### Exercise task 1:
Can you extract the rows, starting with the line containing "Task: point out each instance of the dark" and going on through the last of the rows, and repeat each line unchanged? Include both of those end lines, and leave the pictures out of your answer.

### Document text:
● ● ●
That’s the conclusion of new research published in the current (June 2009) issue of Personality and Social Psychology Bulletin, a top-tier, peer-reviewed academic journal.

The article presents the findings of three separate studies, conducted in different countries with different age groups, and using different scientific approaches. All the studies find that playing games with prosocial content causes players to be more helpful to others after the game is over.

The report is co-authored by a consortium of researchers from the United States, Japan, Singapore and Malaysia.

“Dozens of studies have documented a relationship between violent video games and aggressive behaviors,” said lead author Douglas Gentile, an Iowa State University psychologist. “But this is one of the first that has documented the positive effects of playing prosocial games.”

Prosocial video games involve characters who help and support each other in nonviolent ways.
● ● ●
### Provided data:
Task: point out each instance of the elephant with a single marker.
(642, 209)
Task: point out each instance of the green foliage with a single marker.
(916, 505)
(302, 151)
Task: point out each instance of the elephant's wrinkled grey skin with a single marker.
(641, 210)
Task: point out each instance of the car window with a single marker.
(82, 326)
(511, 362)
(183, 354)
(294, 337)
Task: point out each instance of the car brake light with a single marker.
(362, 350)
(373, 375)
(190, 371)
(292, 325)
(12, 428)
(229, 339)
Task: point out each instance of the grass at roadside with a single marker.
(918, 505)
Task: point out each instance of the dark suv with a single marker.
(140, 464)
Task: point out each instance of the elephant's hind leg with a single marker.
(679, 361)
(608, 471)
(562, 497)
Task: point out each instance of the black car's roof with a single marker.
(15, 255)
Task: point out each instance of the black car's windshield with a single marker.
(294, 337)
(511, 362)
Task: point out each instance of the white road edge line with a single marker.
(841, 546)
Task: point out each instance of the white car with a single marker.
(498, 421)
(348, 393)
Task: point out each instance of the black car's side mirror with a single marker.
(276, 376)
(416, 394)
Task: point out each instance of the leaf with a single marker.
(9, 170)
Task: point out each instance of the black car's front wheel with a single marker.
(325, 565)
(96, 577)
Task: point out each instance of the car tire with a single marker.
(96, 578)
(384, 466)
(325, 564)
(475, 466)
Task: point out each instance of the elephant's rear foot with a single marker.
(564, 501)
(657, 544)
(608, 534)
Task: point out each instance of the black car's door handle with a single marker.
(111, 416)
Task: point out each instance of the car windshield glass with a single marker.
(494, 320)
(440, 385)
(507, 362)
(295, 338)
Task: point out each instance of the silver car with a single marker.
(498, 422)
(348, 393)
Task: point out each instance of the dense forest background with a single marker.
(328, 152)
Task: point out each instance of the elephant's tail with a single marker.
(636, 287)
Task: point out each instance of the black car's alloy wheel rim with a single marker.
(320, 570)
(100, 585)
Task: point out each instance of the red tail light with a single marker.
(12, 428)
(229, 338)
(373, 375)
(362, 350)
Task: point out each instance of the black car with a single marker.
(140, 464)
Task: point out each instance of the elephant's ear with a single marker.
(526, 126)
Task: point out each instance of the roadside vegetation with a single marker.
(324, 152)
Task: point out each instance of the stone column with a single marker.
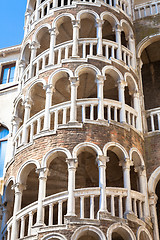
● ● ●
### Exercise task 2:
Would you copy word for word the passage from the prosocial video game study text, starting with "The article presents" and going on through "Singapore and Malaysia."?

### Task solution 1:
Task: point out each instance of the dark suv with a single marker.
(140, 464)
Task: point out each instance of the elephant's hind leg with a single marker.
(679, 361)
(608, 471)
(562, 497)
Task: point out each instance of the black car's roof with a single marker.
(15, 255)
Task: point out each instance of the black car's windshield with a single marker.
(294, 337)
(511, 362)
Task: point out each instance of the white road edge line with a single marker.
(841, 546)
Task: point out each instance of the white car with a single marker.
(498, 421)
(348, 393)
Task: point out each instance of the black car's side mirror with a single marker.
(276, 376)
(416, 394)
Task: point out each instance of the leaf with a single marker.
(9, 170)
Task: point out each instance of the black car's front wheel with a single marker.
(325, 565)
(96, 577)
Task: point out each instance of the car tire with a single marker.
(96, 578)
(384, 466)
(325, 564)
(475, 466)
Task: point out each instance of the elephant's rear foot with a single marker.
(564, 501)
(657, 544)
(608, 534)
Task: point out each instance of the black car's door handle with a single marker.
(111, 416)
Task: point out each instance of the car windshield glass with a single marker.
(494, 320)
(440, 385)
(507, 362)
(295, 338)
Task: point out each instance of the silver car with a single marker.
(498, 422)
(348, 393)
Task: point out each instance of the dense forest background with a single marker.
(328, 152)
Task: point out each instance of the elephant's tail with a single marker.
(636, 287)
Task: point out each instance of the black car's alloy wheel rim with a single marker.
(320, 570)
(100, 585)
Task: point out each instance of the red tail light with a single marker.
(12, 428)
(229, 338)
(373, 375)
(362, 350)
Task: point out each instance of the black car with a single marker.
(140, 464)
Task: point out each instance of the elephant's ear with a single marker.
(526, 126)
Task: point out each instance of the roadside vegetation with a single marker.
(324, 152)
Task: point out each instance of the stone column with a single marker.

### Task solution 2:
The article presents the findings of three separate studies, conducted in different countries with different age groups, and using different scientific approaches. All the studies find that playing games with prosocial content causes players to be more helpful to others after the game is over.

The report is co-authored by a consortium of researchers from the United States, Japan, Singapore and Malaysia.